ACTIVITY —
An identical copy of the records below is the expected result.

(Beginning of INFORMATION SHOWN)

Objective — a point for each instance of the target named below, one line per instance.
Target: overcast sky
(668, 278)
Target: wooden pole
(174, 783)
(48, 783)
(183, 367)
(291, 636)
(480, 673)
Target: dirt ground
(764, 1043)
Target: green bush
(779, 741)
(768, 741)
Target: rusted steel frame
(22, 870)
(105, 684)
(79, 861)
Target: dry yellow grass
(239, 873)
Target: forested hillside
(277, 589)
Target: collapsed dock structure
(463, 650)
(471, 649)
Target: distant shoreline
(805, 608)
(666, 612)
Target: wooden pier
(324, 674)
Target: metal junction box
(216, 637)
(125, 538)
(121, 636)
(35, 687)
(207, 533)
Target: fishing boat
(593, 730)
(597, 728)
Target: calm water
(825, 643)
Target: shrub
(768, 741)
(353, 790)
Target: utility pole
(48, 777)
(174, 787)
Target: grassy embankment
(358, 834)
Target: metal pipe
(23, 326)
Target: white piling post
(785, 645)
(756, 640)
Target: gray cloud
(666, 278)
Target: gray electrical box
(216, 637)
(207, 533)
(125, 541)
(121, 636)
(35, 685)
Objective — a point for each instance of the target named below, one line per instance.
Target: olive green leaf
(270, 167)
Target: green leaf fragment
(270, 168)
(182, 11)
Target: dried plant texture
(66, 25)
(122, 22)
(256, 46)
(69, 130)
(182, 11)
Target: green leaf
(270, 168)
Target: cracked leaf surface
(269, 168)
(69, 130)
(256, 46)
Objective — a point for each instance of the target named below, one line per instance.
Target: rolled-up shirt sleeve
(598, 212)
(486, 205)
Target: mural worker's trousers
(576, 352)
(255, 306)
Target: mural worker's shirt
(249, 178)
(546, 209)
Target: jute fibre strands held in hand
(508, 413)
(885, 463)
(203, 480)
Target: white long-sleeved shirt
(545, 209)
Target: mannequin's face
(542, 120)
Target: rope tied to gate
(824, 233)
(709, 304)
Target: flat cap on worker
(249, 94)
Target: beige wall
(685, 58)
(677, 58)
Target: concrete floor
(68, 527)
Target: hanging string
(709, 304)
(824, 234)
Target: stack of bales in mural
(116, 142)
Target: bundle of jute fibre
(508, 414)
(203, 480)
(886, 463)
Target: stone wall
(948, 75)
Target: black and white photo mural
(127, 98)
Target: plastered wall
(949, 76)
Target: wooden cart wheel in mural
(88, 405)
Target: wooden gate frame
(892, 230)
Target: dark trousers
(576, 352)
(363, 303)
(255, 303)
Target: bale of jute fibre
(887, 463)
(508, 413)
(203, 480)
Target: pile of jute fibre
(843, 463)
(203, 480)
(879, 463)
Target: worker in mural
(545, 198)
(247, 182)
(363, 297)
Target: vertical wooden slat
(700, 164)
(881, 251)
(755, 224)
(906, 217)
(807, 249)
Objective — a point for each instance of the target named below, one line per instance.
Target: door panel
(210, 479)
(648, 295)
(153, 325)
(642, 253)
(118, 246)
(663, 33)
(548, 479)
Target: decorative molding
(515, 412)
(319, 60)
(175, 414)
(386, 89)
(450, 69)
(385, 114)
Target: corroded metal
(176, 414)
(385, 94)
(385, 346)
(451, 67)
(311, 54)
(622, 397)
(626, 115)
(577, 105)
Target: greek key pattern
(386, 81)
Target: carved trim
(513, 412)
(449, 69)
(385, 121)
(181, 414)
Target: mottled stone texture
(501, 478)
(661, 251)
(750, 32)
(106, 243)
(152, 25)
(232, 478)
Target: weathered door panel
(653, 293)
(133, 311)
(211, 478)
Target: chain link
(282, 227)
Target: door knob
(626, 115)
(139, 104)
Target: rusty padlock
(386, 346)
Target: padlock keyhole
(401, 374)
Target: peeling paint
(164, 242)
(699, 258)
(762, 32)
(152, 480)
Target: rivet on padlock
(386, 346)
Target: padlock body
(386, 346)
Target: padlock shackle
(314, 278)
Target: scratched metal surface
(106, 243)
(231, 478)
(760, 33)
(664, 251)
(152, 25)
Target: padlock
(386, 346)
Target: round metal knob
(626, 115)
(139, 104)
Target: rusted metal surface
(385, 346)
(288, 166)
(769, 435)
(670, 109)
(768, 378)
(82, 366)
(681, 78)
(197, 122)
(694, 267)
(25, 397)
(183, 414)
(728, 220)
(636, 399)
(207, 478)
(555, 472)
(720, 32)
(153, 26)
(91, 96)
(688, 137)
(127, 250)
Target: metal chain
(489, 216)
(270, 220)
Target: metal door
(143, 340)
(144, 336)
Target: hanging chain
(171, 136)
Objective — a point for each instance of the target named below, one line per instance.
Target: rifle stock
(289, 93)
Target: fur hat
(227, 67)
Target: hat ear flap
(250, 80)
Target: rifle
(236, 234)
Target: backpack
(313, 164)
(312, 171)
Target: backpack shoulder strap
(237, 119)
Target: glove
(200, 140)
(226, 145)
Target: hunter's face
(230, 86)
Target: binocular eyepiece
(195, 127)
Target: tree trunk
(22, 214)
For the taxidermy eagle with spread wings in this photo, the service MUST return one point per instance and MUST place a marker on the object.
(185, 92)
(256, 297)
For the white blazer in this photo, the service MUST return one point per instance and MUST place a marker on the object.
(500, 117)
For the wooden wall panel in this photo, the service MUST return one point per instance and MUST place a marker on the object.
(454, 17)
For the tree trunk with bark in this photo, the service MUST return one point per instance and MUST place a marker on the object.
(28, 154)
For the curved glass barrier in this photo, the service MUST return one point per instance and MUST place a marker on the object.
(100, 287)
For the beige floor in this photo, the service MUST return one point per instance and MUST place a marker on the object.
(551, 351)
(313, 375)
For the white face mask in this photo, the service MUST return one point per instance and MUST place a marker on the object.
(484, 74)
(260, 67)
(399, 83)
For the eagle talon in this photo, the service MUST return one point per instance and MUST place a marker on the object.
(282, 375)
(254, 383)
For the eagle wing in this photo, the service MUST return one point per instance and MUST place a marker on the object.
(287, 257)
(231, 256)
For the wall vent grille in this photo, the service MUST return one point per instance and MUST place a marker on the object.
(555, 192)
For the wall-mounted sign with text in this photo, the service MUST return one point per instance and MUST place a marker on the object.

(End of INFORMATION SHOWN)

EXERCISE RESULT —
Objective — a point for each instance of the target named below, one line per instance.
Target: overcast sky
(668, 278)
Target: wooden pole
(174, 783)
(48, 783)
(183, 367)
(291, 636)
(480, 673)
Target: dirt ground
(764, 1043)
Target: green bush
(779, 741)
(768, 741)
Target: rusted steel frame
(22, 870)
(105, 684)
(79, 861)
Target: dry yellow grass
(239, 873)
Target: forested hillside
(277, 589)
Target: collapsed dock structure
(463, 650)
(471, 649)
Target: distant shoreline
(805, 608)
(666, 612)
Target: wooden pier
(324, 674)
Target: metal junction box
(216, 637)
(125, 538)
(121, 636)
(35, 687)
(207, 533)
Target: fishing boat
(593, 730)
(597, 728)
Target: calm water
(825, 643)
Target: shrub
(768, 741)
(353, 790)
Target: utility pole
(48, 777)
(174, 787)
Target: grassy embankment
(358, 834)
Target: metal pipe
(23, 326)
Target: white piling post
(785, 645)
(756, 640)
Target: gray cloud
(666, 278)
Target: gray electrical box
(216, 637)
(207, 533)
(125, 541)
(121, 636)
(35, 685)
Objective — a point for each instance of the target named below, one line per instance.
Target: olive green leaf
(270, 167)
Target: green leaf fragment
(270, 168)
(182, 11)
Target: dried plant texture
(66, 25)
(122, 22)
(256, 46)
(69, 130)
(182, 11)
Target: green leaf
(270, 168)
Target: cracked leaf surface
(269, 168)
(69, 130)
(256, 46)
Objective — a point for each instance of the target named below, one line per instance.
Target: rolled-up shirt sleeve
(598, 212)
(486, 205)
Target: mural worker's trousers
(576, 352)
(255, 306)
Target: mural worker's shirt
(249, 178)
(546, 209)
Target: jute fibre strands held in hand
(508, 413)
(885, 463)
(203, 480)
Target: white long-sleeved shirt
(545, 209)
Target: mannequin's face
(542, 120)
Target: rope tied to gate
(824, 233)
(709, 304)
Target: flat cap on worker
(249, 94)
Target: beige wall
(685, 58)
(677, 58)
Target: concrete floor
(68, 527)
Target: hanging string
(709, 304)
(824, 234)
Target: stack of bales in mural
(116, 142)
Target: bundle of jute fibre
(508, 414)
(203, 480)
(886, 463)
Target: stone wall
(948, 75)
Target: black and white photo mural
(127, 98)
Target: plastered wall
(949, 76)
Target: wooden cart wheel in mural
(88, 405)
Target: wooden gate frame
(892, 230)
Target: dark trousers
(576, 352)
(363, 303)
(255, 303)
Target: bale of jute fibre
(887, 463)
(508, 413)
(203, 480)
Target: pile of jute fibre
(843, 463)
(203, 480)
(879, 463)
Target: worker in mural
(545, 198)
(247, 182)
(363, 297)
Target: vertical wooden slat
(700, 164)
(881, 251)
(755, 224)
(906, 217)
(807, 249)
Objective — a point for each instance of the target named below, one line per instance.
Target: door panel
(210, 479)
(648, 295)
(153, 325)
(642, 253)
(118, 246)
(663, 33)
(548, 479)
Target: decorative molding
(515, 412)
(319, 60)
(175, 414)
(386, 89)
(450, 69)
(385, 114)
Target: corroded metal
(176, 414)
(385, 94)
(385, 346)
(451, 67)
(311, 54)
(622, 397)
(626, 115)
(577, 105)
Target: greek key pattern
(386, 81)
Target: carved trim
(513, 412)
(449, 69)
(385, 121)
(181, 414)
Target: mottled stone texture
(501, 478)
(661, 251)
(750, 32)
(106, 243)
(152, 25)
(232, 478)
Target: weathered door panel
(653, 293)
(133, 311)
(211, 478)
Target: chain link
(282, 227)
Target: door knob
(626, 115)
(139, 104)
Target: rusty padlock
(386, 346)
Target: padlock keyhole
(401, 374)
Target: peeling paint
(164, 242)
(699, 258)
(762, 32)
(152, 480)
Target: rivet on padlock
(386, 346)
Target: padlock body
(386, 346)
Target: padlock shackle
(314, 278)
Target: scratched metal surface
(106, 243)
(231, 478)
(760, 33)
(664, 251)
(152, 25)
Target: padlock
(386, 346)
Target: round metal knob
(626, 115)
(139, 104)
Target: rusted metal surface
(385, 346)
(288, 166)
(769, 435)
(670, 109)
(768, 378)
(82, 366)
(681, 78)
(197, 122)
(694, 267)
(25, 397)
(183, 414)
(728, 220)
(636, 399)
(207, 478)
(555, 472)
(720, 32)
(153, 26)
(91, 96)
(688, 137)
(127, 250)
Target: metal chain
(489, 216)
(270, 220)
Target: metal door
(143, 340)
(144, 336)
Target: hanging chain
(171, 136)
Objective — a point for each instance of the target named below, one line per instance.
Target: rifle stock
(289, 93)
Target: fur hat
(227, 67)
Target: hat ear flap
(250, 80)
Target: rifle
(236, 234)
Target: backpack
(313, 164)
(312, 171)
Target: backpack shoulder strap
(237, 119)
Target: glove
(200, 140)
(226, 145)
Target: hunter's face
(230, 86)
Target: binocular eyepiece
(195, 127)
Target: tree trunk
(22, 214)
For the taxidermy eagle with spread wings in this photo, the service MUST return one point per instance and MUST place a marker on the object.
(185, 92)
(256, 297)
For the white blazer in this photo, the service MUST return one point per instance and MUST place a marker on the object.
(500, 117)
For the wooden wall panel in this photo, the service MUST return one point per instance and MUST place a marker on the object.
(454, 17)
For the tree trunk with bark in this photo, the service MUST return one point per instance and MUST place a marker on the object.
(28, 154)
For the curved glass barrier in this photo, the service MUST return one point per instance and MUST place a marker on the object.
(100, 287)
For the beige floor in this photo, the service MUST return one point per instance and MUST place a marker on the object.
(551, 351)
(313, 375)
For the white face mask in this photo, the service MUST return one point per instance and MUST place a marker on the object.
(484, 74)
(260, 67)
(399, 83)
For the eagle talon in this photo, the service MUST return one point per instance and MUST place a marker on the object.
(282, 375)
(254, 383)
For the eagle wing in this photo, the service MUST return one point per instance and MUST place a marker on the object.
(287, 257)
(231, 256)
For the wall vent grille in this photo, the service MUST return one point per instance and MUST place a marker on the object.
(555, 192)
For the wall-mounted sign with text in this photo, the service MUST return one point per instance and MUST place a marker on the object.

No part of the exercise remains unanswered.